──────── Selected excerpt

We build a Classifier that puts the neural models together. The classifier takes word and span indices as inputs, and predict span labels by calculating word embeddings, span embeddings, and label logits. we will predict the tag of the spans with a linear classifier.

- Inputs: word indices: [batch_size, num_words]
- Outputs: span predictions: [num_spans, num_labels]

Please implement the forward function following the 3 steps:
1. Generate the word embeddings by processing the input sentences with the LSTM sentence encoder.
2. Apply dropout on word embeddings.
3. Calculate span embeddings with function get_span_embeddings().
4. Calculate label logits with the linear layer defined as follow.

In [None]:
class Classifier(nn.Module):
    
    def __init__(self, num_words, num_labels, num_layers, hidden_size, dropout=0):
        super(Classifier, self).__init__()
        self.sent_enc = SentEnc(num_words, num_layers, hidden_size)
        self.dropout = nn.Dropout(dropout)
        self.linear = nn.Linear(4 * hidden_size, num_labels)
    
    def forward(self, x, span_indices):
        # --------- Your code --------- #
        output = self.dropout(self.sent_enc(x))
        output = get_span_embeddings(output, span_indices)
        logits = self.linear(output)
        # --------- Your code ends --------- #
        return logits

## Training Loop

With all neural models already defined, we are implementing the training loop.

In [None]:
#For decoding, we add some random spans and label them as "None"

────────────────
──────── Material provided

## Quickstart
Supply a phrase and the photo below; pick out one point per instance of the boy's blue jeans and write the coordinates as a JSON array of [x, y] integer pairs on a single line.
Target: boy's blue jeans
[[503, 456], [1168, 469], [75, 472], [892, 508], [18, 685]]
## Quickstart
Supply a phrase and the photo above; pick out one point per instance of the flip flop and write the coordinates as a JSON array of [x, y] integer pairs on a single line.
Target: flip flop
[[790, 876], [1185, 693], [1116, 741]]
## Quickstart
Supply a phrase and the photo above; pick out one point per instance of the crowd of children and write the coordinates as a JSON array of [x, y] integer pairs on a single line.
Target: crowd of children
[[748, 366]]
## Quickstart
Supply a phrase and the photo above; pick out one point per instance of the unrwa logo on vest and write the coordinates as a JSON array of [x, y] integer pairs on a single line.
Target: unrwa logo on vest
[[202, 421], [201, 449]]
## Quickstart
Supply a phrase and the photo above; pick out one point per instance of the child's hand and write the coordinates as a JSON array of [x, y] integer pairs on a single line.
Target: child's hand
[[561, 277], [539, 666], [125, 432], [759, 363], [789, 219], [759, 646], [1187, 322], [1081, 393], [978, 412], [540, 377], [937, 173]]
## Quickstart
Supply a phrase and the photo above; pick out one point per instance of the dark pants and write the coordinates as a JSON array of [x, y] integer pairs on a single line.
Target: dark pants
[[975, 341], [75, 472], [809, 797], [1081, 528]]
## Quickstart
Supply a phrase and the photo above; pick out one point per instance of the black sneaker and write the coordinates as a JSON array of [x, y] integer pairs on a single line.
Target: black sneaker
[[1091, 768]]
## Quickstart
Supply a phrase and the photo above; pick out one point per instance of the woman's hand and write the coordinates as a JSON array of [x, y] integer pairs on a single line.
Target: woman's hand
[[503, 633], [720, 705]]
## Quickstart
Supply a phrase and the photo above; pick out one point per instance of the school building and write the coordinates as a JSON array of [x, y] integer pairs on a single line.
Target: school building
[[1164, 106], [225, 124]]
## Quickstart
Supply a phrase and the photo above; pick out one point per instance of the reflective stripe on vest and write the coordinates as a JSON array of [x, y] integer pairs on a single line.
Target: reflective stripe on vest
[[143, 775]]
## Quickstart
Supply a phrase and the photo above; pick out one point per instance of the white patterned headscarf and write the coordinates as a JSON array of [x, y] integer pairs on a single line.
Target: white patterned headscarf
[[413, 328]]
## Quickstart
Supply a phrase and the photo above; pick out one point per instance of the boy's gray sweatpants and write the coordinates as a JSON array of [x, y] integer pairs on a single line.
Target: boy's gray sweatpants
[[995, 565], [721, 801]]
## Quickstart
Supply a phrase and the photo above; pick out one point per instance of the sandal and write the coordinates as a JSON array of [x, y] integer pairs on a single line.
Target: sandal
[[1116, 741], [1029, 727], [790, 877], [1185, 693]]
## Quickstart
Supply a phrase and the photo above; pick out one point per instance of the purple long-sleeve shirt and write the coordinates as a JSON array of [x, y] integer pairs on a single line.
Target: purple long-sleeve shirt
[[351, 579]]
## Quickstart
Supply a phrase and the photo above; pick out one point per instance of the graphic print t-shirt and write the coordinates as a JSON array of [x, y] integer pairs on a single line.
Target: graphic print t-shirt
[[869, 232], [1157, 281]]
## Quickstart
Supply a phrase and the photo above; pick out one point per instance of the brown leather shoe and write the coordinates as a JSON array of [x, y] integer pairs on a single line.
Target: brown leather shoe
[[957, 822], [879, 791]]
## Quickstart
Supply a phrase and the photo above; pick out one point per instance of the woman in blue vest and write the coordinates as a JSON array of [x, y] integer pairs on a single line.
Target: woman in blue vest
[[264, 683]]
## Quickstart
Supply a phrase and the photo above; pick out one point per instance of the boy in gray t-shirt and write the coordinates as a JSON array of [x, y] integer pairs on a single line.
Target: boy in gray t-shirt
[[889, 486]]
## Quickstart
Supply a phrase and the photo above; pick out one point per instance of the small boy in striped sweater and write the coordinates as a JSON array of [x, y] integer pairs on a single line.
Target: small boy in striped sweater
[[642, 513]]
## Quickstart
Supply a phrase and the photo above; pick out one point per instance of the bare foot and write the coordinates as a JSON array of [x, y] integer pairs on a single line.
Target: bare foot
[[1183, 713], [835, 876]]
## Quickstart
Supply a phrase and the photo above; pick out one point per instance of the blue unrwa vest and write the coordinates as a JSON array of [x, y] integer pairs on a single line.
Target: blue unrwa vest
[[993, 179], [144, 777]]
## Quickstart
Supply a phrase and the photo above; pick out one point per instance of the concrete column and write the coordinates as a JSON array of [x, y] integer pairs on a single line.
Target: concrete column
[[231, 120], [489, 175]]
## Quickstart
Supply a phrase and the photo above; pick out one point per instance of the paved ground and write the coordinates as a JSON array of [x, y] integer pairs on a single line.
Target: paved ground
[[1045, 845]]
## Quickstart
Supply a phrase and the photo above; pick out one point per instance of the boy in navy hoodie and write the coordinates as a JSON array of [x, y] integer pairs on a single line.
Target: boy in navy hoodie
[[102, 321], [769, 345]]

────────────────

[Required actions]:
1. Reproduce the listing from its first line through the line containing "[[503, 456], [1168, 469], [75, 472], [892, 508], [18, 685]]", including both ends.
2. Carry the span classifier notebook forward from its last line.
The text and the listing come from separate, unrelated sources.

[Task-by-task outputs]:
1.
## Quickstart
Supply a phrase and the photo below; pick out one point per instance of the boy's blue jeans and write the coordinates as a JSON array of [x, y] integer pairs on a single line.
Target: boy's blue jeans
[[503, 456], [1168, 469], [75, 472], [892, 508], [18, 685]]

2.
def add_none_span(word_list, span_list, label_dict, all=False):
    num_words = len(word_list)
    num_labeled_span = len(span_list)
    labeled_span_set = set([span for span, label in span_list])
    none_spans = []
    for i in range(num_words):
        for j in range(i + 1, num_words):
            if (i, j) not in labeled_span_set:
                none_spans.append([(i, j), label_dict['None']])
    if not all:
        k = min(num_labeled_span, len(none_spans))
        sampled_none_spans = random.sample(none_spans, k)
    else:
        sampled_none_spans = none_spans
    return span_list + sampled_none_spans

print('Using device: {}'.format(device))

# --------- Your code --------- #
# There's no code here, just remeber you can tune these hyper-parameters!
# --------- Your code ends --------- #
batch_size = 1
num_layers = 3
hidden_size = 200
lr = 0.05
num_epochs = 4 #Be aware of over-fitting!
loss_fn = nn.CrossEntropyLoss().to(device)
dropout = 0.25

classifier = Classifier(num_words, num_labels, num_layers, hidden_size, dropout)
optimizer = optim.SGD(classifier.parameters(), lr=lr, momentum=0.9)

classifier = classifier.to(device)
classifier.train()

for epoch in range(num_epochs):
    total_loss = 0
    classifier.train()
    for i in range(len(corpus_train)):

        if i % 1000 == 0:
            print('Epoch {} Batch {}'.format(epoch, i))
        
        cur_spans = add_none_span(corpus_train[i], spans_train[i], label_dict)
        
        sent_inputs  = torch.Tensor([corpus_train[i]]).long().to(device)
        span_indices = torch.Tensor([x[0] for x in cur_spans]).long().to(device)
        span_labels  = torch.Tensor([x[1] for x in cur_spans]).long().to(device)
        
        # --------- Your code --------- #
        pred_labels = classifier(sent_inputs, span_indices)
        #print(pred_labels.size())
        #print(span_labels.size())
        loss = loss_fn(pred_labels, span_labels)
        loss.backward()
        optimizer.step()
        classifier.zero_grad()
        total_loss += loss.item()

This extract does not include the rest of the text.